| INSTRUCTIONS TO FOLLOW |
Count the lines in the records below that contain the word "post", and give only that number.
"""
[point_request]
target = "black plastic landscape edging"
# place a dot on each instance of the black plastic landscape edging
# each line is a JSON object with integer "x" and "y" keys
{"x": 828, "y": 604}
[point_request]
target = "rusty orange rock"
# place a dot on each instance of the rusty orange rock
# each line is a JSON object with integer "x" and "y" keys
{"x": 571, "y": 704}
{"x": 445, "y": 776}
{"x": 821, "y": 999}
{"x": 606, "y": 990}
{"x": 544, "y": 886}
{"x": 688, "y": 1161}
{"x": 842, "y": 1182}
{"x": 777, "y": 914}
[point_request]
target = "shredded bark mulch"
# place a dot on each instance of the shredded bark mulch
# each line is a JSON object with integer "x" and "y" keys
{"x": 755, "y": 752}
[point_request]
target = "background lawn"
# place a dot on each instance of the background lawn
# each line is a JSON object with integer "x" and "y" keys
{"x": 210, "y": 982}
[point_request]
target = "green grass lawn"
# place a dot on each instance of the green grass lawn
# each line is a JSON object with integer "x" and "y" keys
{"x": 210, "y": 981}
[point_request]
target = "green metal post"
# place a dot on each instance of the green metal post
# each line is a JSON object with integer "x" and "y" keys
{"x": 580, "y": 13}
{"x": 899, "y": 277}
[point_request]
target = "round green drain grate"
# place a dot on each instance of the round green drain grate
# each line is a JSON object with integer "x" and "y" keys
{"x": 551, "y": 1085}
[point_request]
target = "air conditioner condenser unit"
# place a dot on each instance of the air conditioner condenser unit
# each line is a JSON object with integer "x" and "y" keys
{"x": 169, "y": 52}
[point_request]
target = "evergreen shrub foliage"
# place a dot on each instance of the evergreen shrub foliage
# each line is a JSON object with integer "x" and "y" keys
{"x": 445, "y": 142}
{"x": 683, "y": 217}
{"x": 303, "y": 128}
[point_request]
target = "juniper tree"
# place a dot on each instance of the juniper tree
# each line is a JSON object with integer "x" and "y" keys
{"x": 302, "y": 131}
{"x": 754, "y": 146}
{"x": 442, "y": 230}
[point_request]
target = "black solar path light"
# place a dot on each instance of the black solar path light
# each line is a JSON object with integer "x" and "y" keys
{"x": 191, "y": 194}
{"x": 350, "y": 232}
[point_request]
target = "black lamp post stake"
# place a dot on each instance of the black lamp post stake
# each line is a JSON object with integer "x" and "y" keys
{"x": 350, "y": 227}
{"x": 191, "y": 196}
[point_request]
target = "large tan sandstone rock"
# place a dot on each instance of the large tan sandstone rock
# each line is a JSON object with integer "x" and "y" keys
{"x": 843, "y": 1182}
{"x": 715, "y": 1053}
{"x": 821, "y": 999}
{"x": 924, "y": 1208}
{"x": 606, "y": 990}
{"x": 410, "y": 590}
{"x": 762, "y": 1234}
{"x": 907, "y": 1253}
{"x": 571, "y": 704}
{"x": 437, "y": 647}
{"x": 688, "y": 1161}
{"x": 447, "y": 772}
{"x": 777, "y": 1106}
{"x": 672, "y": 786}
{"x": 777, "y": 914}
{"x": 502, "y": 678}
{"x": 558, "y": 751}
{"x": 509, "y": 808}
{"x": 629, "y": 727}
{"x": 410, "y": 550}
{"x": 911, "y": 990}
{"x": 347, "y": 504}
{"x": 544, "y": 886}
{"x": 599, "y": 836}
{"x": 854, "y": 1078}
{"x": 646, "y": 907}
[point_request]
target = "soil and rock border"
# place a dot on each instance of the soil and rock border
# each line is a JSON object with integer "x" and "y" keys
"""
"""
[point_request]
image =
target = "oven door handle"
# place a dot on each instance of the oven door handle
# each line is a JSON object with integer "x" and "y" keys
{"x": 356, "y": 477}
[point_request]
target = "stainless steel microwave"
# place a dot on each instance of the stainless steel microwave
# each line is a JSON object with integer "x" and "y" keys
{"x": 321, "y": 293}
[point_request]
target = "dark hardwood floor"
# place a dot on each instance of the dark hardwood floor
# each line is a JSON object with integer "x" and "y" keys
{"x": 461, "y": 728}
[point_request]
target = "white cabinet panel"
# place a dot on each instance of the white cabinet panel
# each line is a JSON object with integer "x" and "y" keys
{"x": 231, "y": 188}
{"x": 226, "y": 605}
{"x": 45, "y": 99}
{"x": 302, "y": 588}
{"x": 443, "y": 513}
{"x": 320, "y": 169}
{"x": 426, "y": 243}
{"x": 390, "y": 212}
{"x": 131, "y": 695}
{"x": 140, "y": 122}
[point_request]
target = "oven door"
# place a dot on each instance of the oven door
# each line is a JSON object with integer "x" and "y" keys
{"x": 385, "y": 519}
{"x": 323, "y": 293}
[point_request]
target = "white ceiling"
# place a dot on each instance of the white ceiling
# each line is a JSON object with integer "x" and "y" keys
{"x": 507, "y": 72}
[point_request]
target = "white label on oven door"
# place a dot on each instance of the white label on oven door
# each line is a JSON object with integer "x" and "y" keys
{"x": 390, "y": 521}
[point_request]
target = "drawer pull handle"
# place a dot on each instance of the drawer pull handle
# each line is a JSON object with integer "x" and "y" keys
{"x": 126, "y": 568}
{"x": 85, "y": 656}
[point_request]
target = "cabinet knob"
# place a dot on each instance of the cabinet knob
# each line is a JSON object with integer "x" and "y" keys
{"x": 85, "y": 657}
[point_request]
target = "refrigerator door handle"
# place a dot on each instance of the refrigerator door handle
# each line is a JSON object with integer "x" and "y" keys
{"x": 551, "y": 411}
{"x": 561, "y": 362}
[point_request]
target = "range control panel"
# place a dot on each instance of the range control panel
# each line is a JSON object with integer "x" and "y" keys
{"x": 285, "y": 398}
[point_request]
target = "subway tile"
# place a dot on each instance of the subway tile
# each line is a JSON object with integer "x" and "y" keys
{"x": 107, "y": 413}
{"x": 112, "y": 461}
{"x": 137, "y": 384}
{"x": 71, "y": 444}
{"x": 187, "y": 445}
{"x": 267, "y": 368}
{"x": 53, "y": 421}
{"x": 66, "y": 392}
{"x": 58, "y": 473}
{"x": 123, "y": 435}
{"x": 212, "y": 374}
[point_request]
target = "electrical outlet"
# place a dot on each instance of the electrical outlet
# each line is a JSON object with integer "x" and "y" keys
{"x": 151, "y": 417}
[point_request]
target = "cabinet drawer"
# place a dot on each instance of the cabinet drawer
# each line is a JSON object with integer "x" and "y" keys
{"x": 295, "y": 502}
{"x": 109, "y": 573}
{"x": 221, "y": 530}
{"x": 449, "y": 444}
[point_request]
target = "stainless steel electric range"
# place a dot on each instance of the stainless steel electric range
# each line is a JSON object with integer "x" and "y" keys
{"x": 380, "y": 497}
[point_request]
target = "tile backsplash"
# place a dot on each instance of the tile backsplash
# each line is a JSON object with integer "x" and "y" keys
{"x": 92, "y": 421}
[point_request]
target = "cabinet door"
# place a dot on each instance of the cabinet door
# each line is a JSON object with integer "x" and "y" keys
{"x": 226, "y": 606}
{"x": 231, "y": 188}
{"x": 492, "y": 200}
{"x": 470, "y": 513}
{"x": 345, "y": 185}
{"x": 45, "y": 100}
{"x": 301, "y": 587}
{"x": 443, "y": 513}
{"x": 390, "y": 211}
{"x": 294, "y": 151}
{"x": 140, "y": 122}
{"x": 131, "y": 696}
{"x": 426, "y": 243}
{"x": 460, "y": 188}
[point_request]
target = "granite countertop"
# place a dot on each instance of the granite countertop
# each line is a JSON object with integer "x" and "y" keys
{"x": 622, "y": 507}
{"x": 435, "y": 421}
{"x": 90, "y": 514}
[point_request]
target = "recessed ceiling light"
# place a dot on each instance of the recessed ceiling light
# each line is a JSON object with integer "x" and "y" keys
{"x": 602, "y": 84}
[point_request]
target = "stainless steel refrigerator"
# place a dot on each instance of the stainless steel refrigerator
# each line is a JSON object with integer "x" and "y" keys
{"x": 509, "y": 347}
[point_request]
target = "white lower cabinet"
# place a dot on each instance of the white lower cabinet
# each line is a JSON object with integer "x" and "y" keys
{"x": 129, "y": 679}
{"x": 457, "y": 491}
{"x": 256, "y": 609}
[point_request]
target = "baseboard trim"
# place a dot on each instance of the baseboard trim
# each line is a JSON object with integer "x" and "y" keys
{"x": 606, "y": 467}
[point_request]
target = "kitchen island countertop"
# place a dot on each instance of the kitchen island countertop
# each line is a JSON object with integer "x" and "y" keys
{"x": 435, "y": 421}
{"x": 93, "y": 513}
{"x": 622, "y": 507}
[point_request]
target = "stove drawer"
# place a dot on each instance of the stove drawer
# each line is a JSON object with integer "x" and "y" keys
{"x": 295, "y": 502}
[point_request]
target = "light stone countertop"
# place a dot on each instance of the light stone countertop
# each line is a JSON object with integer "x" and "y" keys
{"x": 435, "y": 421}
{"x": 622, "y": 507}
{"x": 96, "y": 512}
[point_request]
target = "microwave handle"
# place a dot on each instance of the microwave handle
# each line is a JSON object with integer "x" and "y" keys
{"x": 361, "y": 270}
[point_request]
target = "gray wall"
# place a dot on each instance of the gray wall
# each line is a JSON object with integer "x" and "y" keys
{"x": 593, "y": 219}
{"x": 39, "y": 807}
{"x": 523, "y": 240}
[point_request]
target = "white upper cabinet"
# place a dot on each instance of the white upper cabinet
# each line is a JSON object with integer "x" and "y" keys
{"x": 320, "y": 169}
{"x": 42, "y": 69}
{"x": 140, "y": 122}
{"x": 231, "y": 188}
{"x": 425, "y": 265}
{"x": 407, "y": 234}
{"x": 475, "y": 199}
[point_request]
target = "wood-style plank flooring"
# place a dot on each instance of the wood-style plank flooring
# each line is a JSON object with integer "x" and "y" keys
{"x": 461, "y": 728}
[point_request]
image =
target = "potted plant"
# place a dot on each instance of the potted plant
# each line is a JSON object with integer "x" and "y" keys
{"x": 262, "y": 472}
"""
| SOLUTION TO THIS EXERCISE |
4